## Consigne
Traduisez en anglais cette phrase du texte sur l'ophtalmologie : « La coordination avec le médecin traitant doit aussi être améliorée. »

## Texte de la page
• • • • • • •

-Le SNOF appelle également à "lutter contre la financiarisation en cours de l’ophtalmologie", qui conduit à une "baisse de la pertinence des actes et des examens", à "une prise en charge dégradée", mais aussi à "un surcoût lié à des prescriptions dirigées" et à "une pratique importante de surfacturation ayant pour but l’enrichissement d’acteurs financiers". Pour cela, il demande que la loi du 19 mai dernier soit strictement appliquée et que les centres de santé ophtalmologiques et dentaires qui ne remplissent pas les critères de qualité nécessaires ou qui ont des pratiques frauduleuses soient fermés. "Ce qui manque actuellement, ce sont les capacités financières des ARS à assurer le suivi des dossiers. On espère que les crédits correspondants seront votés dans le projet PLFSS", explique le Dr Bour. Selon ce dernier, "plusieurs enquêtes judiciaires sont ouvertes" concernant plusieurs centres. Dans ce volet, le syndicat milite pour la suppression des offres de télémédecine dans les supermarchés qui "détournent les patients d’un parcours de soin cohérent et aboutissent à un gaspillage des ressources médicales".
- Comme indiqué précédemment par ailleurs, il apparaît indispensable de continuer à développer le travail aidé en équipe pluriprofessionnelle, en soutenant donc le contrat de financement des assistants médicaux, renforçant leur formation par une formation spécifique ophtalmo, ainsi que la création de plages de rendez-vous à délais courts. La coordination avec le médecin traitant doit aussi être améliorée.

• • • • • • •

## Segment de données
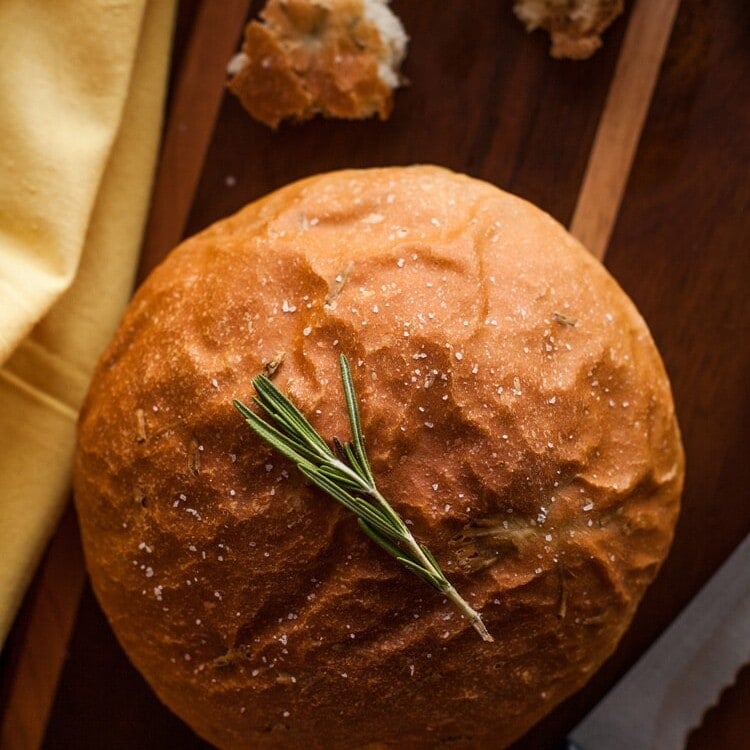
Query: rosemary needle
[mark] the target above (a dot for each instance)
(346, 476)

• • • • • • •

## Corrigé
Coordination with the primary care physician must also be improved.